● PROBLEM REQUIREMENTS: For the data below, restate word for word only the lines from the line containing "target | outdoor vegetation" through the line containing "target | fingernail", both ends included.

========================================

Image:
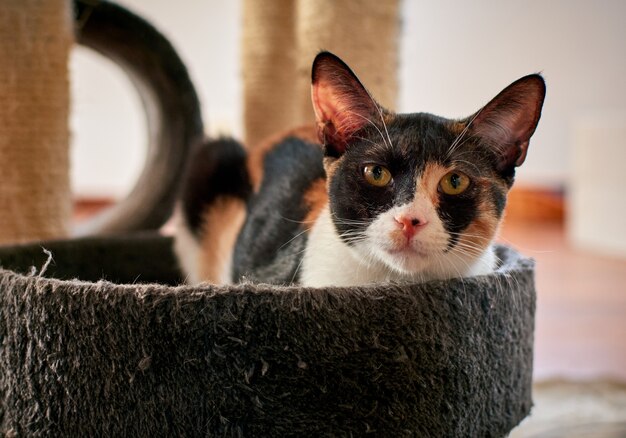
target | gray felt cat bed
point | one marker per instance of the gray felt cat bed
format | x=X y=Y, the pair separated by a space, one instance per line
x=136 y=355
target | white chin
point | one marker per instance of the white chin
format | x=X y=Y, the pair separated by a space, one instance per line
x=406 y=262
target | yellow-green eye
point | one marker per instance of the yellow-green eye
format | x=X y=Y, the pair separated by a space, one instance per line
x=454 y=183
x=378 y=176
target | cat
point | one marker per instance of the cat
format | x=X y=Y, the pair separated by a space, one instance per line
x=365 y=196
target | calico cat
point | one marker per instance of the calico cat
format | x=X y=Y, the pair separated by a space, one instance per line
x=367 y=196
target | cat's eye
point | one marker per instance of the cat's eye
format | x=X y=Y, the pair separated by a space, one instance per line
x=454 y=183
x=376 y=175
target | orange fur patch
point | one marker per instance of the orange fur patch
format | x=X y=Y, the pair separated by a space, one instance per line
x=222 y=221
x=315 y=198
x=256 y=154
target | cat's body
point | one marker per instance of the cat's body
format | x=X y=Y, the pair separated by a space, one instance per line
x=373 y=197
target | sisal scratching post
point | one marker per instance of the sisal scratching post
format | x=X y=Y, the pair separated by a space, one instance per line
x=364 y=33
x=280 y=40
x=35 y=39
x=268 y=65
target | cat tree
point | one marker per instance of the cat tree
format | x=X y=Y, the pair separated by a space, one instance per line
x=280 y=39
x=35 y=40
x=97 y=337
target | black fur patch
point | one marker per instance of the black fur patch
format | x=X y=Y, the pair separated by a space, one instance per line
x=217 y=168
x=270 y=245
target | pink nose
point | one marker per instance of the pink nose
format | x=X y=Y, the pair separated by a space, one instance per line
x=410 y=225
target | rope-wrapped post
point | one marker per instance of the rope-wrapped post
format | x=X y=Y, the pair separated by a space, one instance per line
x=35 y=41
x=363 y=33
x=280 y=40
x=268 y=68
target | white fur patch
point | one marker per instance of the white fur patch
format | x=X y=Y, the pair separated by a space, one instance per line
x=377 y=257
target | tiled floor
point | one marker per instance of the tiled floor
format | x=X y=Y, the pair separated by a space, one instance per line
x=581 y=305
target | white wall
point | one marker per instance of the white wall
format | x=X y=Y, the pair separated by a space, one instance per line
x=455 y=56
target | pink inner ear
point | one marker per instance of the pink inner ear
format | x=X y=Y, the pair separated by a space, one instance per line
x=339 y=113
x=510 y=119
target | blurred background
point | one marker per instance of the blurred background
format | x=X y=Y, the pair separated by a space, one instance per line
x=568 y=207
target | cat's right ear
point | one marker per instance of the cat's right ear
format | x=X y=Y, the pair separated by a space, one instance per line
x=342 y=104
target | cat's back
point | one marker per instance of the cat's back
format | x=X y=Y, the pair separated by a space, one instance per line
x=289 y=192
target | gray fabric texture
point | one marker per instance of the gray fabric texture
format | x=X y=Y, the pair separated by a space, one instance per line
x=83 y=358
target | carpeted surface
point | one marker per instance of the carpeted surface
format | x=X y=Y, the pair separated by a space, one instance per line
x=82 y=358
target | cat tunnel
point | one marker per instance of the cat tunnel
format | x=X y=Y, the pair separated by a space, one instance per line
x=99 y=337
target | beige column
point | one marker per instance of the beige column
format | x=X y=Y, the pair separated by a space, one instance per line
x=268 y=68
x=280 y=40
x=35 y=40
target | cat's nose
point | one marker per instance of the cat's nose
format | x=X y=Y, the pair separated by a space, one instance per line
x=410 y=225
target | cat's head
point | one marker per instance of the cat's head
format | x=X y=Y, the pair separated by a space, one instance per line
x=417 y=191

========================================

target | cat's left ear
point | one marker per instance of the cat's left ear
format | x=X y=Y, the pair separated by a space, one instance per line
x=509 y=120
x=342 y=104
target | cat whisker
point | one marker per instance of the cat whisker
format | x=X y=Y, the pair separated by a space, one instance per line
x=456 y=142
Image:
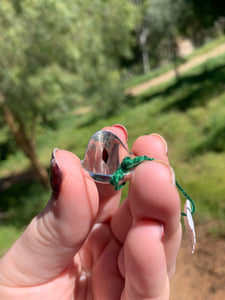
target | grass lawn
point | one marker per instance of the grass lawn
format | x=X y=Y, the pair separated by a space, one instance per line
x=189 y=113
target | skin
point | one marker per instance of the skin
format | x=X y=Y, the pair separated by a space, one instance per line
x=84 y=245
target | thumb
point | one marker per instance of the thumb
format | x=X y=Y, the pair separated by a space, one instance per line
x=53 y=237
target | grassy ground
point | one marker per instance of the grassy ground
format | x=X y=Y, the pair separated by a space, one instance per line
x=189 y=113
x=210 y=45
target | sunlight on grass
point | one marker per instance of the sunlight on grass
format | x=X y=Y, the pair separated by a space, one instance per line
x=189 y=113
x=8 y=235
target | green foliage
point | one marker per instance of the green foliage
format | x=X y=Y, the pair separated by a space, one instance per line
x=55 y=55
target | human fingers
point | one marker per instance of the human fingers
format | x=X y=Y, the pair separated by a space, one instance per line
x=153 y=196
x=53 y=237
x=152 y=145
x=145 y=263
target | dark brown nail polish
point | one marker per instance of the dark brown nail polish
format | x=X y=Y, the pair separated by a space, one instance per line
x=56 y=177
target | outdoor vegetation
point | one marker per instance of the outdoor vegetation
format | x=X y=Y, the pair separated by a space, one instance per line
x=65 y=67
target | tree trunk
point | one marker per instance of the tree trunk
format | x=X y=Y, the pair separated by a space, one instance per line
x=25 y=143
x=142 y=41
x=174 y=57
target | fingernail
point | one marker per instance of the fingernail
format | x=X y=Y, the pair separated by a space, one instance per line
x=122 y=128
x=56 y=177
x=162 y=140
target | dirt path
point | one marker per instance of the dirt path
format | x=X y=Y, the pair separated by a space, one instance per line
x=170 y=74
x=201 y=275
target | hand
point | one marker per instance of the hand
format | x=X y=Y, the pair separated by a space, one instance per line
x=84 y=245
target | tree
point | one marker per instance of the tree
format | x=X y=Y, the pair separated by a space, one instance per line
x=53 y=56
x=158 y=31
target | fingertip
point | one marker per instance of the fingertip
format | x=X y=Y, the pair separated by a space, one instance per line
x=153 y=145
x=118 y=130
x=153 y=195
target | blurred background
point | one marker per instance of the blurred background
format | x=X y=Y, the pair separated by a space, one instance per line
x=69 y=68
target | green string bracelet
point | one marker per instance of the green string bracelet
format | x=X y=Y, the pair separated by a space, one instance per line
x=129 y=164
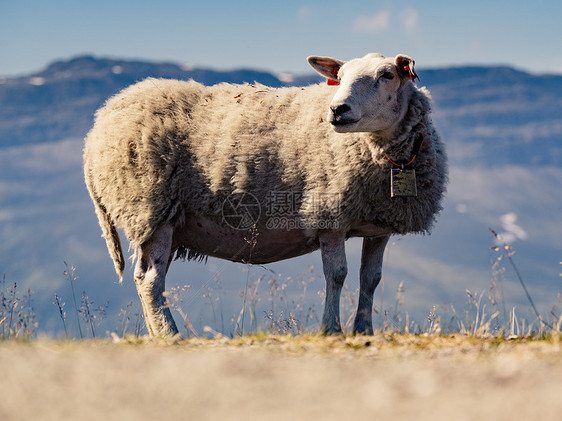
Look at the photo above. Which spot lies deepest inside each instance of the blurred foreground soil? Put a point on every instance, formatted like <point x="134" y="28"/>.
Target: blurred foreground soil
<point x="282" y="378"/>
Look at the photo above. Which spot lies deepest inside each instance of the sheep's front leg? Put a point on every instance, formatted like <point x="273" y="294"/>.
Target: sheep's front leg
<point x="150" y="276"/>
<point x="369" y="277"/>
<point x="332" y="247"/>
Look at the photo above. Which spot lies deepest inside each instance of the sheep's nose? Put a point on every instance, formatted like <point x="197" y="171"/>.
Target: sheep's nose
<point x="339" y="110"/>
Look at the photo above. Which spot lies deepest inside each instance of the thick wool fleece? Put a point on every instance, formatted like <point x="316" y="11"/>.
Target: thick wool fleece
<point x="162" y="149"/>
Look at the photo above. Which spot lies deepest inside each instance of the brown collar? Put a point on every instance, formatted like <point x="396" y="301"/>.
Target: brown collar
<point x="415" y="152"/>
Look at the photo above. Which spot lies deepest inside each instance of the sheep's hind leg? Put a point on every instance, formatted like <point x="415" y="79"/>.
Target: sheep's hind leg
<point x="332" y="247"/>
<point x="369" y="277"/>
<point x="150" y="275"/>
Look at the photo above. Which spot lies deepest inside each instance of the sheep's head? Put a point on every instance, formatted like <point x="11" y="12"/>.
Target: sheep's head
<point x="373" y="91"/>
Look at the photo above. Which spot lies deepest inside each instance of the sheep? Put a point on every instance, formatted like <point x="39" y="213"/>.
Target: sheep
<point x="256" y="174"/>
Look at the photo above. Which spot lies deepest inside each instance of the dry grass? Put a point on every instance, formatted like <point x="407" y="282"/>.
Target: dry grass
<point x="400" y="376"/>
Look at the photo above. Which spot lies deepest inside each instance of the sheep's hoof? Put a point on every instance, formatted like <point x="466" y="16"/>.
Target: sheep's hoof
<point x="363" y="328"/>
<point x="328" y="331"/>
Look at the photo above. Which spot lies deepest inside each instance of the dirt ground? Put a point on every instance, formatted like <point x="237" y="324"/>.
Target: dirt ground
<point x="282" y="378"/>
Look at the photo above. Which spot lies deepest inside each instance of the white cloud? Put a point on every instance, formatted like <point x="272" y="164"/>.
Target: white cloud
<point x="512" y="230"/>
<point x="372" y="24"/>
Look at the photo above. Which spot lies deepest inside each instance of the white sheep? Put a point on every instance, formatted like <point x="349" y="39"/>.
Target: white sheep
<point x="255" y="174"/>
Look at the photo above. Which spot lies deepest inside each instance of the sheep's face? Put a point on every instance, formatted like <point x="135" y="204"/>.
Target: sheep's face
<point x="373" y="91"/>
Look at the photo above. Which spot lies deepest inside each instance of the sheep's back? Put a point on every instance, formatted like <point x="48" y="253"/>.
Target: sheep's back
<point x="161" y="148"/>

========================================

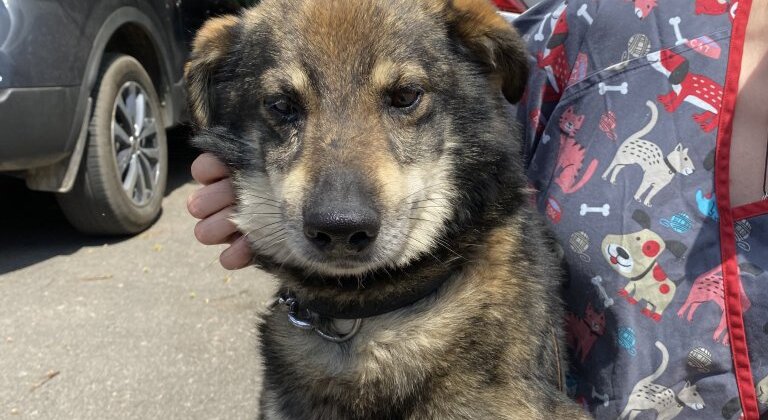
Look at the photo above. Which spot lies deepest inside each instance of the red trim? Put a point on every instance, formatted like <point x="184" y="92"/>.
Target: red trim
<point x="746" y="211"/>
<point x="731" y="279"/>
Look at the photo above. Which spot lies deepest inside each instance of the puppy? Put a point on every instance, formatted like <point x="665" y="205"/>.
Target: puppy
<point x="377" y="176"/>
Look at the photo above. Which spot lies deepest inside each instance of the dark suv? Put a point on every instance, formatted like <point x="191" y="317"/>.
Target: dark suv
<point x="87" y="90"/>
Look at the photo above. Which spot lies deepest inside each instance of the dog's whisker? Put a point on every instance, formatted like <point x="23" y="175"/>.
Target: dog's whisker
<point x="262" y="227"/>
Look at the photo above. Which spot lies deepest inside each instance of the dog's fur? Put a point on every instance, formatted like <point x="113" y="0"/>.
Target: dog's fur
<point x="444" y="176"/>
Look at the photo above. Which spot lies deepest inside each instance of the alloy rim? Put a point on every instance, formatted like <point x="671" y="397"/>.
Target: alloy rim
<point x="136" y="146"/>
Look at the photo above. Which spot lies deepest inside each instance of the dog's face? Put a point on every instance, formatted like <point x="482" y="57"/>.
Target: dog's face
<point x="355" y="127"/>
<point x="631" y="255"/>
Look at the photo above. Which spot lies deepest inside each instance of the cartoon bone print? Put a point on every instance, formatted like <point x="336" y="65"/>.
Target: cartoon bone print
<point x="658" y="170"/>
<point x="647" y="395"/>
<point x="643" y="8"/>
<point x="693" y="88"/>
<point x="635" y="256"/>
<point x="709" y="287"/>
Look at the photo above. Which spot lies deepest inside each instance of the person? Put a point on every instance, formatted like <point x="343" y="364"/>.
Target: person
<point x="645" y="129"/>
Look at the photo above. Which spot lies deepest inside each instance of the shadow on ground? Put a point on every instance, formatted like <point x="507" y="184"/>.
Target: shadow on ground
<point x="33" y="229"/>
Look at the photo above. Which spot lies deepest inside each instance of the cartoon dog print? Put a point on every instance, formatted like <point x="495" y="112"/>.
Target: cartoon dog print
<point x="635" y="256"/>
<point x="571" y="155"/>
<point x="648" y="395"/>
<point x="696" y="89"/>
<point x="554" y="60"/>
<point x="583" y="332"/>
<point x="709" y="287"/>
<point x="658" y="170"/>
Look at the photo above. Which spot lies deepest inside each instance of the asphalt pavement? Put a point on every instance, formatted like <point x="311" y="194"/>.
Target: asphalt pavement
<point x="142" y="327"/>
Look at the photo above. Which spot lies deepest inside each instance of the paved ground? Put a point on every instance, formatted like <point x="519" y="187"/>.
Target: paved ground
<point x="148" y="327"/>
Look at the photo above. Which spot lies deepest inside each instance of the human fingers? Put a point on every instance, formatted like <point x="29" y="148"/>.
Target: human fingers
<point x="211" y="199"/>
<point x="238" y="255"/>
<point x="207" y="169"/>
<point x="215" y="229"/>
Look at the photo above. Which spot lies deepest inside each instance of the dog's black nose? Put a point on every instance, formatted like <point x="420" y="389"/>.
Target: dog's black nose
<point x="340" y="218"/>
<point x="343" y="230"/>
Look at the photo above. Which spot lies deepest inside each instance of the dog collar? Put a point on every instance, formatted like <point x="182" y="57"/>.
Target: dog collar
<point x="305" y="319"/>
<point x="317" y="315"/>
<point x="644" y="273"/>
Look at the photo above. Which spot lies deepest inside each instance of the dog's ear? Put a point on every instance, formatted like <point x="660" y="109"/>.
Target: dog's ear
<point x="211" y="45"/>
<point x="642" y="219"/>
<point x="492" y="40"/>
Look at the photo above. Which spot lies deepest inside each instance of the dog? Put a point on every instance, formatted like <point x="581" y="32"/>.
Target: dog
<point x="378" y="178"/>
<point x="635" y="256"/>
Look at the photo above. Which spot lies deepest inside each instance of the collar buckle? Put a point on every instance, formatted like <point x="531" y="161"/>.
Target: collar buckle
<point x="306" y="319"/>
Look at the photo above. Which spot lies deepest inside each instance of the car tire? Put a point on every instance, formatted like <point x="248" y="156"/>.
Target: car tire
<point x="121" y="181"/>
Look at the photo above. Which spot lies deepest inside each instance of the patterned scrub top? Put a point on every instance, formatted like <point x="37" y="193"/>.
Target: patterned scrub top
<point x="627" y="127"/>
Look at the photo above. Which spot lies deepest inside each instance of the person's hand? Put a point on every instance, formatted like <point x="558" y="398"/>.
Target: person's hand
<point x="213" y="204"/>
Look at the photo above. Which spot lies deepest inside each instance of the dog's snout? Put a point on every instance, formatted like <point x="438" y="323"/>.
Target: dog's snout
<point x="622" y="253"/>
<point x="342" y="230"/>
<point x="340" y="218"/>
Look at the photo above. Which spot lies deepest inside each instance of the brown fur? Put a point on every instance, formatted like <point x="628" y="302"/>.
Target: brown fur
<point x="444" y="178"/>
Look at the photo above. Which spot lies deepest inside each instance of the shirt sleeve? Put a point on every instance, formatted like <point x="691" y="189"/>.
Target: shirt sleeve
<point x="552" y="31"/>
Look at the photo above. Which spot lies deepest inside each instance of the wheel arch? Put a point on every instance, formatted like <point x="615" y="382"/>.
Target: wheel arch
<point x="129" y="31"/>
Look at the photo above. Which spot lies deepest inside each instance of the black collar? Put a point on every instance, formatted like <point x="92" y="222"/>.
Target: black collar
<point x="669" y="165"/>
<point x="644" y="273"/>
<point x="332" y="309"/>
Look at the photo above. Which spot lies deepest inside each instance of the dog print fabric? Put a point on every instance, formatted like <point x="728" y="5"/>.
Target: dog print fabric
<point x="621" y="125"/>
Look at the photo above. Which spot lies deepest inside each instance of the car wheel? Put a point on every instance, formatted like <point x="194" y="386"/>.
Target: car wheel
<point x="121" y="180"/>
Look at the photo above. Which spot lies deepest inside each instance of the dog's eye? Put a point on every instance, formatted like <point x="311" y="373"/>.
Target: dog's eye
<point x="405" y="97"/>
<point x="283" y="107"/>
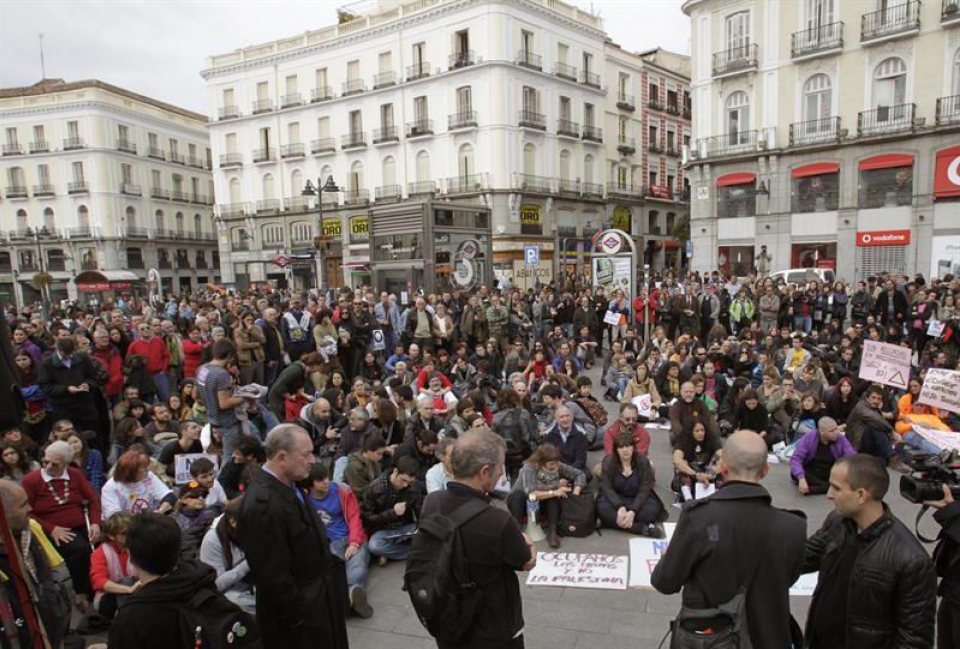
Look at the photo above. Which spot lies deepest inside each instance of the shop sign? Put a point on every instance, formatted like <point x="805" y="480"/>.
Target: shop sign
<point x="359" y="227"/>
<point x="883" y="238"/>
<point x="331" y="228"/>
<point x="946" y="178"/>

========================================

● FINISHED EXERCISE:
target | outdoor vegetation
point | one marker per instance of the outdoor vegetation
format | x=X y=Y, the pair separated by a space, one instance per line
x=65 y=67
target | tree trunk
point | one marker per instance of the tree trunk
format | x=X y=Y, the pair separated by a space, one instance per line
x=25 y=143
x=142 y=41
x=174 y=57
target | fingernail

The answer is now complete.